→ Work required
Exactly reproduce the lines from the line that has "Task: annotate a point on every instance of the white ceiling" down to the last line of the entries, inclusive.

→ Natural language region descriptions

········

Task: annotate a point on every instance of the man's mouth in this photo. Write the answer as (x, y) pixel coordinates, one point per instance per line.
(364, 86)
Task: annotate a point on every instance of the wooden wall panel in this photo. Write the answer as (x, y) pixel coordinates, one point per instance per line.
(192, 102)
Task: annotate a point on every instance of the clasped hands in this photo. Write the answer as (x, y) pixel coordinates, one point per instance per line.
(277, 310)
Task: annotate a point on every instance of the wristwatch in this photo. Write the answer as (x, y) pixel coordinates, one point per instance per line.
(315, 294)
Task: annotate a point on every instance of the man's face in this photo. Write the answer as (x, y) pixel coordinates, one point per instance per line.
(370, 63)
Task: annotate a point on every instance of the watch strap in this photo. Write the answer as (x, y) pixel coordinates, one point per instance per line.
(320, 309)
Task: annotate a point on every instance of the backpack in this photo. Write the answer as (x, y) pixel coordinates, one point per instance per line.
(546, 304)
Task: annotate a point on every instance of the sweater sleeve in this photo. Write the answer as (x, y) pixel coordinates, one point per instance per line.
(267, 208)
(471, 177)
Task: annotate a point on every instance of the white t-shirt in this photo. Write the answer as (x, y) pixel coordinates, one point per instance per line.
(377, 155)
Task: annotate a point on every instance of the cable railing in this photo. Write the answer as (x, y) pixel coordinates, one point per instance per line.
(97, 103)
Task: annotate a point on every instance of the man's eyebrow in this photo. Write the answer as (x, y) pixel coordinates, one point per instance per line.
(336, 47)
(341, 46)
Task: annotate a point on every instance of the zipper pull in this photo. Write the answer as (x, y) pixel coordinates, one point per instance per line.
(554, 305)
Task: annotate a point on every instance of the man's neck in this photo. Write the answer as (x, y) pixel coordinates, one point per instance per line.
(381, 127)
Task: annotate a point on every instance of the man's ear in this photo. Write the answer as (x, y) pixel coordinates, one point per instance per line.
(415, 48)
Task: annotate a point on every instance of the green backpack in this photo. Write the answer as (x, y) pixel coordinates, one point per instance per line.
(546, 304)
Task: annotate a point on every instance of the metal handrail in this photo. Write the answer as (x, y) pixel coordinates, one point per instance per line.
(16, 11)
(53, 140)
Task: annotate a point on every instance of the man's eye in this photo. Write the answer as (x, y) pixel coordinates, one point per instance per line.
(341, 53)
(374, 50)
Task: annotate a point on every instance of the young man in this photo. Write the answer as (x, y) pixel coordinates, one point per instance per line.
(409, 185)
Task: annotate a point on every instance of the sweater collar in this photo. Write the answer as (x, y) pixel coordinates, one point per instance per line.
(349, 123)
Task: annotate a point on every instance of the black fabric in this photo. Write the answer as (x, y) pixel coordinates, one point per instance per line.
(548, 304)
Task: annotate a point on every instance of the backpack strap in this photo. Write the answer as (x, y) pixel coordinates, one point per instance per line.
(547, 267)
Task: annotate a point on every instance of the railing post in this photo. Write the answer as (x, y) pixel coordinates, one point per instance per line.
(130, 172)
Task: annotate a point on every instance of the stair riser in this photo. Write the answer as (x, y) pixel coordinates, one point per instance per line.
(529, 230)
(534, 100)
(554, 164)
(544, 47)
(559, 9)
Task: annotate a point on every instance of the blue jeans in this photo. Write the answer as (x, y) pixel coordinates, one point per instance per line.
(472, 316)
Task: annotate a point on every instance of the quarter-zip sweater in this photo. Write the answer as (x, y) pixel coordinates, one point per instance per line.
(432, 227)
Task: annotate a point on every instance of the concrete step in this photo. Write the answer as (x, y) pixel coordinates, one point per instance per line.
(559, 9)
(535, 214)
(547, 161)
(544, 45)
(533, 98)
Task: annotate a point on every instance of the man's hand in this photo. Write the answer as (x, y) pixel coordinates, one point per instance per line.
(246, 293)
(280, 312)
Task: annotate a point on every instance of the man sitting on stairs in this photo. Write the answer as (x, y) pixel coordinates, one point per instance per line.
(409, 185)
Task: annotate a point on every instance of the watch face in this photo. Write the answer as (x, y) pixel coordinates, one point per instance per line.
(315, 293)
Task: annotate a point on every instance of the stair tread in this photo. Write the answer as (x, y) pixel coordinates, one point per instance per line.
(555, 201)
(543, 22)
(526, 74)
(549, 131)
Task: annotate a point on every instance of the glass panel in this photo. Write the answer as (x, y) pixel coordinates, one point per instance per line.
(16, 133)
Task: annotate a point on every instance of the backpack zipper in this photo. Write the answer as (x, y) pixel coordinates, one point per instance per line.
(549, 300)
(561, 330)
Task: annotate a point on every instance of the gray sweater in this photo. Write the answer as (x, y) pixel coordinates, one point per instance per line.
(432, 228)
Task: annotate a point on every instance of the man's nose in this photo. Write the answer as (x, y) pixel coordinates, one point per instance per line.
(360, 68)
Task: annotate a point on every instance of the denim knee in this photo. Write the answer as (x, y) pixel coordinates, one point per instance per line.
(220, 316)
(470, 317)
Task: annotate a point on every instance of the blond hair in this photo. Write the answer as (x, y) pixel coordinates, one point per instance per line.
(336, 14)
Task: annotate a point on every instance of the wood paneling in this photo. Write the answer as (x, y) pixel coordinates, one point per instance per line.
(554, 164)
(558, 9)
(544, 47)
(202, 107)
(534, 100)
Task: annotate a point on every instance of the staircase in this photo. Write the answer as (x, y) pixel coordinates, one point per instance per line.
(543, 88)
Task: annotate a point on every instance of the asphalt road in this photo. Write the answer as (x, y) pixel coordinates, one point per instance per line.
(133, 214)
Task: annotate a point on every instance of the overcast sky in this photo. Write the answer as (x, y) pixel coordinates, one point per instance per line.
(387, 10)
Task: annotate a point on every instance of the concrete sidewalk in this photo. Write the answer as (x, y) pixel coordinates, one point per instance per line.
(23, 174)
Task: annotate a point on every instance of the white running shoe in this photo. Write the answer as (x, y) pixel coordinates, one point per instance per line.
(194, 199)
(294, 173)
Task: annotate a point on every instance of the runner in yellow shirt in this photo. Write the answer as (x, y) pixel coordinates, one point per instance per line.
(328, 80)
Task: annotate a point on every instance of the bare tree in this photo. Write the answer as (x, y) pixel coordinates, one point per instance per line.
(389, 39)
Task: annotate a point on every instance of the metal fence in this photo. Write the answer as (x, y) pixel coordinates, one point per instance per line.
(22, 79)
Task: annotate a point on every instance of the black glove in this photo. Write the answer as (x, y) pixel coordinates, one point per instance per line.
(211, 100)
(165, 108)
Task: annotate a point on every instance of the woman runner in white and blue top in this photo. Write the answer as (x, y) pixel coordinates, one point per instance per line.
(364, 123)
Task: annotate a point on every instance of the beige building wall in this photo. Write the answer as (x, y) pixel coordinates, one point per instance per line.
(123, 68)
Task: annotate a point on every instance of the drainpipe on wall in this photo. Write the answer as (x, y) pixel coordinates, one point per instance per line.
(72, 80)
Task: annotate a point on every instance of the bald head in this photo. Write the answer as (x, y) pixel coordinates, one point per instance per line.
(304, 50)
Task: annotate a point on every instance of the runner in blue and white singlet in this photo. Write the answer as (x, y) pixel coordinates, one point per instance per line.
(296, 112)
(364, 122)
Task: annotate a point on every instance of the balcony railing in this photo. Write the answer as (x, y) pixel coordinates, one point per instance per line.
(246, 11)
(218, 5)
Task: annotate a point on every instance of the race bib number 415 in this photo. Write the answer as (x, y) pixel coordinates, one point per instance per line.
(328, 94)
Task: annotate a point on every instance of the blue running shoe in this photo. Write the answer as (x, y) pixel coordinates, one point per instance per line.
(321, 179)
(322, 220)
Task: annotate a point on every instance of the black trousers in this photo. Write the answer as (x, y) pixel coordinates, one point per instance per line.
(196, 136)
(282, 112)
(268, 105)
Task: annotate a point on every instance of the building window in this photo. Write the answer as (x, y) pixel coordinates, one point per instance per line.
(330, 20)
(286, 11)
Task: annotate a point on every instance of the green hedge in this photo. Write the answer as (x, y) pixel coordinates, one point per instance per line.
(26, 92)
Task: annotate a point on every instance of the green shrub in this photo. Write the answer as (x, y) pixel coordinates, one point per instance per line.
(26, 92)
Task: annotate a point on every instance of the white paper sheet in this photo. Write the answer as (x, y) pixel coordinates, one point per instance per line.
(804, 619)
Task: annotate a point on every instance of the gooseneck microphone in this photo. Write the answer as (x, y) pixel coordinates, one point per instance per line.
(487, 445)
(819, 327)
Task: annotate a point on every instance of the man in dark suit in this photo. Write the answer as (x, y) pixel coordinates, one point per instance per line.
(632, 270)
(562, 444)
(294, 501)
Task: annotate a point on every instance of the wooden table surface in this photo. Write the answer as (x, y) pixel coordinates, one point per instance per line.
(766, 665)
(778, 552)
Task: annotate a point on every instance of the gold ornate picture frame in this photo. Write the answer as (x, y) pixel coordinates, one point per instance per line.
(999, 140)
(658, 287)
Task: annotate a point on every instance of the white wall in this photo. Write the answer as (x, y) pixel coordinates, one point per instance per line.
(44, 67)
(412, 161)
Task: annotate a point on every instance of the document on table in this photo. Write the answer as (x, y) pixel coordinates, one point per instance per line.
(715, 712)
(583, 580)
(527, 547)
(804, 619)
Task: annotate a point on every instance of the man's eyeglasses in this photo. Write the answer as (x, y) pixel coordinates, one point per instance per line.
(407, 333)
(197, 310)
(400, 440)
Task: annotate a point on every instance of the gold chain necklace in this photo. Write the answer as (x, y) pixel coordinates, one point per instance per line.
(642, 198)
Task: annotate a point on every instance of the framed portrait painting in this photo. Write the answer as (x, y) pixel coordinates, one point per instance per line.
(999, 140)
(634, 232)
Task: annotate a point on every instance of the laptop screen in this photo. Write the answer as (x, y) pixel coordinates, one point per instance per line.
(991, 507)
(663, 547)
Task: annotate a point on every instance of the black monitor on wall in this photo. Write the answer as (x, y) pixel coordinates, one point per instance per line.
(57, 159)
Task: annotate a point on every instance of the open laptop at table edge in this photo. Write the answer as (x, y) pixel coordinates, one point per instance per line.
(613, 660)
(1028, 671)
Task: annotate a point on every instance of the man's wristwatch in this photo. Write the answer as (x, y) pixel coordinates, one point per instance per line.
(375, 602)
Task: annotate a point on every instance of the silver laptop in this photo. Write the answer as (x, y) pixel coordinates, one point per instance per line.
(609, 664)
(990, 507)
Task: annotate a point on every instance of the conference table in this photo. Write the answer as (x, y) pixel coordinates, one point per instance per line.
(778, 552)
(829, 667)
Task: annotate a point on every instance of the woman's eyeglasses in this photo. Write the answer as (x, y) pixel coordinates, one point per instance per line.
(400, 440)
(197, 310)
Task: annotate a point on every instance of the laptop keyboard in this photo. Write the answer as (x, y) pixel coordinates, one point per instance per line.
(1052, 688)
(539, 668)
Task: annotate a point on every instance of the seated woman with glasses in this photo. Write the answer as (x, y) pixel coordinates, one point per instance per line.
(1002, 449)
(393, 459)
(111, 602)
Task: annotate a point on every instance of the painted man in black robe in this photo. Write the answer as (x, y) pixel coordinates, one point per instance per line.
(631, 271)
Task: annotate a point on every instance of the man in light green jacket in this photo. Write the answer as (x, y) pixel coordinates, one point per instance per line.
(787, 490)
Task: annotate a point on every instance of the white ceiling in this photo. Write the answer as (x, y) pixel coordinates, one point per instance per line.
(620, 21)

········

→ Written answer
Task: annotate a point on every instance of the white ceiling in this photo. Write the answer as (x, y) pixel coordinates, one point per instance per line.
(620, 21)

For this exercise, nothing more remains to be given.